:: DOCUMENT TEXT

"Joy and pleasure are as real as pain and sorrow and one must learn what they have to teach. . . ." -- Sean Russell, from Gatherer of Clouds

"If you're not having fun, you're not doing it right." -- Helyn D. Goldenberg

"I love you and I'm not afraid." -- Evanescence, "My Last Breath"

“If I hear ‘not allowed’ much oftener,” said Sam, “I’m going to get angry.” -- J.R.R. Tolkien, from Lord of the Rings

Monday, June 27, 2016

And History Repeats Itself

Two stories that caught my attention this morning (well, over the past couple of days, but I was focused on other things).

First, this, from Towleroad:

San Francisco Mayor Ed Lee, gay state Senator Mark Leno, and gay SF Supervisor Scott Weiner were booed off stage at a kickoff event for the annual Trans March in San Francisco, KRON reports:

“My first year in Sacramento, we added gender identity to the Fair Employment Housing Act,” state Sen. Mark Leno said.

But he was mooned by a heckler and booed by several others. Openly gay state Sen. Leno was yelled off the stage, as was Scott Weiner, a member of the San Francisco Board of Supervisors and also openly gay, and Lee.

Lee and Weiner didn’t even have a chance to speak.

“Though this has not been a warm welcome or one of respect, I will continue to fight for transgender rights, equality, and the respect that you’re not giving us today,” Leno said.

This is what caught my eye:

“I’m upset because I’m a Trans woman who has a lot of Trans friends who are homeless, and I’m tired of people using our community as a prop, a political prop,” Ashley Love said. “I’m tired of white, gay men riding the Stonewall movie and reducing Trans women of color to secondary props, to historical props, to social props, political props. I’m tired of politicians coming here for 5 minutes, do a little sound bite, and run off, but do they really care about us?”

I've seen this before: in the 1970s-80s, I watched the New Left take over the gay rights movement, which up until then had been pretty well focused and pretty effective. All of a sudden, it was "Yes, we'll work on equal rights for gays and lesbians, but first we have to end war and world hunger." It took a decade and the AIDS epidemic to regain momentum. Now, suddenly, the trans rights movement has to take on homelessness.

And as for white gay men "whitewashing" Stonewall, read this:

Two longtime LGBT leaders/activists, who were at the Stonewall uprisings, one transgender and one lesbian, have just weighed in publicly. Here’s what they witnessed that night.

Trans leader Dana Beyer writes:

“I was there [at the Stonewall Uprising] the second night, too, and the streets were overwhelmingly filled with white men (which included the way I was perceived back then, too).”

Lesbian activist Robin Tyler:

“I was there [at the Stonewall Uprising] the second night. The majority of protesters were white gay men. And a lot of people were very upset about the death of Judy Garland and their grief turned into anger. We talked about it.”

All the documentary evidence, eyewitness accounts, what have you, point to the fact that the majority of the demonstrators/rioters were white gay men. As Aravosis points out, yes, there were trans people of color, mostly trans women, heavily involved, front and center, but let's not have a lot of bullshit about "whitewashing."

It's worth noting that the controversy was sparked by a two-minute trailer.

::::
:: DATA SHOWN

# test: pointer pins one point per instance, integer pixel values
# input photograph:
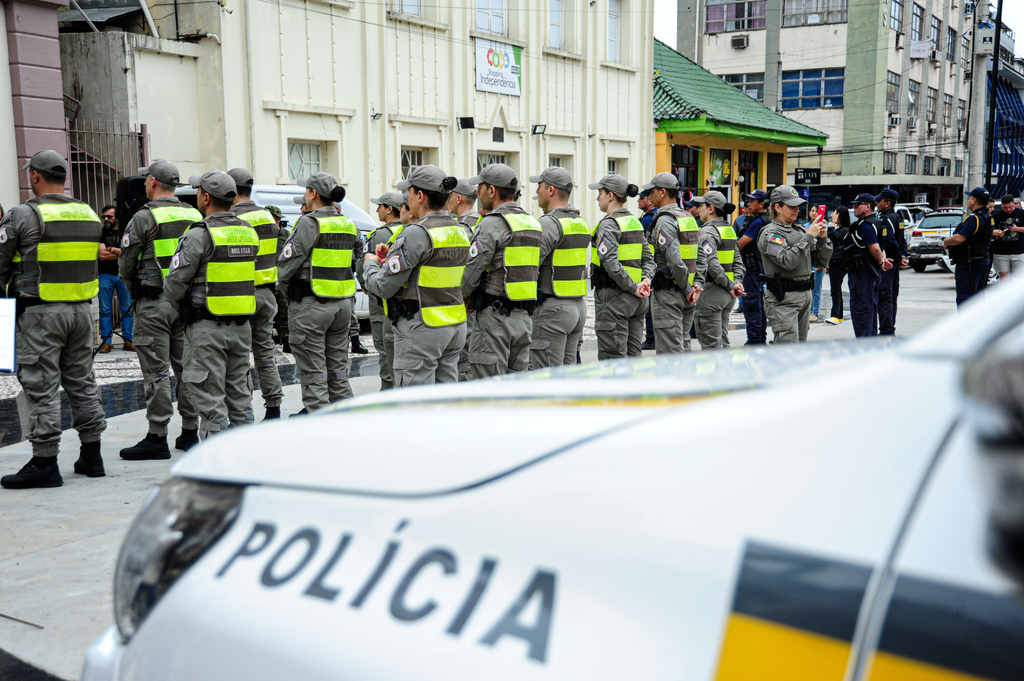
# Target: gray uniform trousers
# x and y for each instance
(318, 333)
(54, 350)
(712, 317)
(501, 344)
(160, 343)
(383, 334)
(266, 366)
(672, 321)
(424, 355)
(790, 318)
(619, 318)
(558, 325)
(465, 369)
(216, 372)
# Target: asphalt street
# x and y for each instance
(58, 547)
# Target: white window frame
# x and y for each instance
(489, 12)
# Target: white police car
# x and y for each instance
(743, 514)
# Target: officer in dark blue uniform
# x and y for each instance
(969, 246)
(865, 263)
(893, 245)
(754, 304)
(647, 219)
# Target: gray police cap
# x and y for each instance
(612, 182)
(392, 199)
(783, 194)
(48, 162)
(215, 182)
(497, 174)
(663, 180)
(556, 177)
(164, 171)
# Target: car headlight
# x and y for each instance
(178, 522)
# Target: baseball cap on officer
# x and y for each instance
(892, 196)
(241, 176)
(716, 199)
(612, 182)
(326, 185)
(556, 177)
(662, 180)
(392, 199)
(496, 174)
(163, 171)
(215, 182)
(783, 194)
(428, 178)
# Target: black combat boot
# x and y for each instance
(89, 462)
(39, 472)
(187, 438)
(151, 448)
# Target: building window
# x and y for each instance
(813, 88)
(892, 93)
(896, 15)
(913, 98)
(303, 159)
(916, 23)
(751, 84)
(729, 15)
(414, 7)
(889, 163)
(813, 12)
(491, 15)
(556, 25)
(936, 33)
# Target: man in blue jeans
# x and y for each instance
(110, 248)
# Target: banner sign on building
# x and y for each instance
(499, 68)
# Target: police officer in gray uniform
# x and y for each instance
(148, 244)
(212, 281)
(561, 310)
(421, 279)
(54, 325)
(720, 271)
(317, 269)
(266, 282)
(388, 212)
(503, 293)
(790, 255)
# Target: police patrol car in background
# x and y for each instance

::::

--- STATED TASK 1 ---
Print the blog post word for word, from "San Francisco Mayor" up to and including "gay, and Lee.".
--- STATED TASK 2 ---
Output the lines of the rows exactly, from the line with "# Target: officer in dark blue uniform" up to and including the final line of the rows.

--- REPLY 1 ---
San Francisco Mayor Ed Lee, gay state Senator Mark Leno, and gay SF Supervisor Scott Weiner were booed off stage at a kickoff event for the annual Trans March in San Francisco, KRON reports:

“My first year in Sacramento, we added gender identity to the Fair Employment Housing Act,” state Sen. Mark Leno said.

But he was mooned by a heckler and booed by several others. Openly gay state Sen. Leno was yelled off the stage, as was Scott Weiner, a member of the San Francisco Board of Supervisors and also openly gay, and Lee.

--- REPLY 2 ---
# Target: officer in dark blue uniform
# x and y for each instance
(969, 246)
(865, 263)
(893, 245)
(754, 304)
(647, 219)
# Target: gray police cap
# x and y for each instance
(612, 182)
(392, 199)
(783, 194)
(48, 162)
(215, 182)
(497, 174)
(663, 180)
(556, 177)
(164, 171)
# Target: car headlight
# x and y for each instance
(178, 522)
# Target: baseball cap on officer
# x and y for each instance
(892, 196)
(241, 176)
(716, 199)
(612, 182)
(326, 185)
(556, 177)
(662, 180)
(392, 199)
(496, 174)
(163, 171)
(215, 182)
(783, 194)
(428, 178)
# Target: black combat boot
# x and y for each instance
(89, 462)
(39, 472)
(187, 438)
(151, 448)
# Target: building window
# x and y for each instance
(813, 88)
(892, 93)
(896, 15)
(913, 98)
(303, 159)
(916, 23)
(751, 84)
(729, 15)
(414, 7)
(889, 163)
(813, 12)
(491, 15)
(556, 25)
(936, 33)
# Target: man in blue jeans
# x and y for each instance
(110, 248)
# Target: banner sign on building
# x and y for each instance
(499, 68)
# Target: police officer in gray uniform
# x and y for each instance
(148, 244)
(212, 281)
(561, 310)
(421, 279)
(54, 325)
(720, 271)
(317, 269)
(266, 282)
(388, 212)
(503, 293)
(790, 255)
# Target: police patrol car in background
# x and y for each instance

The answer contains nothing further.